Write the next portion of the schema-optimization workflow guide, continuing on from its final line.

PAGE EXTRACT start

Goal: Execute the schema-optimization workflow end-to-end and understand how all components work together.
Time: 20 minutes
Prerequisites:
- Read GUIDE-00-START-HERE.md
- Basic familiarity with bash and JSON
- How to invoke the orchestrator
- How phases chain together
- How validation gates work
- How verification scripts run
- How to inspect session outputs
Create a mock BigQuery schema export:
cd workspace/lab/schema-optimization/
# Create test input directory
mkdir -p test-data/
# Create sample schema file
cat > test-data/users.json <<'EOF'
{
"table": "users",
"schema": [
{"name": "id", "type": "INTEGER", "mode": "REQUIRED"},
{"name": "email", "type": "STRING", "mode": "REQUIRED"},
{"name": "created_at", "type": "TIMESTAMP", "mode": "REQUIRED"},
{"name": "legacy_id", "type": "STRING", "mode": "NULLABLE"},
{"name": "old_email", "type": "STRING", "mode": "NULLABLE"},
{"name": "deprecated_field", "type": "STRING", "mode": "NULLABLE"},
{"name": "notes", "type": "STRING", "mode": "NULLABLE"}
]
}
EOF
cat > test-data/orders.json <<'EOF'
{
"table": "orders",
"schema": [
{"name": "id", "type": "INTEGER", "mode": "REQUIRED"},
{"name": "user_id", "type": "INTEGER", "mode": "REQUIRED"},
{"name": "total", "type": "FLOAT", "mode": "REQUIRED"},
{"name": "created_at", "type": "TIMESTAMP", "mode": "REQUIRED"},
{"name": "temp_flag", "type": "BOOLEAN", "mode": "NULLABLE"},
{"name": "internal_notes", "type": "STRING", "mode": "NULLABLE"}
]
}
EOF
echo "✅ Test data created in test-data/"Before running the full workflow, verify the script works:
# Run script
./scripts/analyze_field_utilization.sh test-data/ test-output/
# Check output
cat test-output/field_utilization_report.json | jq .
# Verify structure
jq '.results.field_usage_breakdown.unused_fields' test-output/field_utilization_report.jsonExpected:
- Script completes without errors
- JSON output is valid
- Lists unused fields (legacy_id, old_email, deprecated_field, temp_flag)

PAGE EXTRACT end
DATASET CONTENT start

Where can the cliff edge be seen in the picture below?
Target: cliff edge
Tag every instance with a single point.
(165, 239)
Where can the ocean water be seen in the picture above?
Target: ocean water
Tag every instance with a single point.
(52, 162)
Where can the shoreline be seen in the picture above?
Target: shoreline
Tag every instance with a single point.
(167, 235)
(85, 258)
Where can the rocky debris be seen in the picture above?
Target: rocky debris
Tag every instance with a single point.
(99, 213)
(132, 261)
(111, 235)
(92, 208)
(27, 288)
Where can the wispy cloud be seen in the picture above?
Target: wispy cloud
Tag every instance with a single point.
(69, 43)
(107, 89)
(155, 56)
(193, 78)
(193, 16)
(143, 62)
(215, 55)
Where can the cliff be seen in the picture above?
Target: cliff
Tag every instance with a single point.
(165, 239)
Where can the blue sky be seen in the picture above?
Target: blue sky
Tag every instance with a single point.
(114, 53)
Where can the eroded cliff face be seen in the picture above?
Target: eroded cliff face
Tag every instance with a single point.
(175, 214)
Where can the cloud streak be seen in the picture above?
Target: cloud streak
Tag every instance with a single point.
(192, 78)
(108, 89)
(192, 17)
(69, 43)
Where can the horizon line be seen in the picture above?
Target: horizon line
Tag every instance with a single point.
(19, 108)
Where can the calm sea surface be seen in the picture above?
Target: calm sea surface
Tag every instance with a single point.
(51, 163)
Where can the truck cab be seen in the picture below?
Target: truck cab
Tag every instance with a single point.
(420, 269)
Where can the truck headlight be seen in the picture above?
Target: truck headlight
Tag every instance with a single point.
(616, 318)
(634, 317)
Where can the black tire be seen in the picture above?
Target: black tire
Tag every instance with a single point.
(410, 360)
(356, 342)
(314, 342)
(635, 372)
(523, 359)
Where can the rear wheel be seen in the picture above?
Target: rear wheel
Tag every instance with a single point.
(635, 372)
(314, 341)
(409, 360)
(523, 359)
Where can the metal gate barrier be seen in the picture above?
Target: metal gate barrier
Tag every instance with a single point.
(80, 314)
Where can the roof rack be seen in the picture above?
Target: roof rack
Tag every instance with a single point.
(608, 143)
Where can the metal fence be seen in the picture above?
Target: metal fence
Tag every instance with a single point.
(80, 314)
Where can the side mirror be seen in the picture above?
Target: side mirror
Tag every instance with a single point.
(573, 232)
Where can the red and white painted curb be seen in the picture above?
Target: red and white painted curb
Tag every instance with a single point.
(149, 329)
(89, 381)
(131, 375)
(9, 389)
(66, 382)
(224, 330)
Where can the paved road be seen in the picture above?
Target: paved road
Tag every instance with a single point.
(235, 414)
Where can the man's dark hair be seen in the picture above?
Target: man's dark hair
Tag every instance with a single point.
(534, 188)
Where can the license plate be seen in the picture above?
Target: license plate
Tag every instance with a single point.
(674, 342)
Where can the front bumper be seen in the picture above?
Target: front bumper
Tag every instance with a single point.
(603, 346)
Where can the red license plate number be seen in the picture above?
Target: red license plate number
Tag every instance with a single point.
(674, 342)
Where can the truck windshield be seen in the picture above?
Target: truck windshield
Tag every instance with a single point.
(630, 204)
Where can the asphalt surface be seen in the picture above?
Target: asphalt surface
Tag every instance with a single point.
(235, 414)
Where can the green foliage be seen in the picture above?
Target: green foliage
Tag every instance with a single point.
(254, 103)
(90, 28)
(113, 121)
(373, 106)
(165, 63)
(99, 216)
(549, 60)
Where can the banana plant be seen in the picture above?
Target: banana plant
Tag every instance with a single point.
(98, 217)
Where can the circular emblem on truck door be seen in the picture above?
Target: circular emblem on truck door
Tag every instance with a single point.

DATASET CONTENT end

EXERCISE ANSWER:
Since we're in a learning lab, we'll simulate the orchestrator by running phases manually:
Create input file for Phase 1:
cat > phase1-input.json <<EOF
{
"skill_dir": "$(pwd)",
"session_dir": "$(pwd)/reports/runs/manual-test-$(date +%Y-%m-%d_%H%M%S)",
"reference_path": "$(pwd)/references/01-phase-1.md",
"input_folder": "$(pwd)/test-data",
"extraction_type": "bigquery_json"
}
EOF
# Create session directory
SESSION_DIR=$(jq -r '.session_dir' phase1-input.json)
mkdir -p "$SESSION_DIR"
echo "Session directory: $SESSION_DIR"Now you would invoke Phase 1 agent with this input.
For this exercise, let's manually create what Phase 1 would produce:
cat > "$SESSION_DIR/01-initial-schema-analysis.md" <<\EOF
# Phase 1: Initial Schema Analysis
**Session:** manual-test-2025-01-15_143022
**Generated:** 2025-01-15 14:30:22 CST
**Input:** test-data/
**Extraction Type:** bigquery_json
---
## Executive Summary
- Analyzed 2 tables with 13 total fields
- Identified standard naming patterns (id, created_at)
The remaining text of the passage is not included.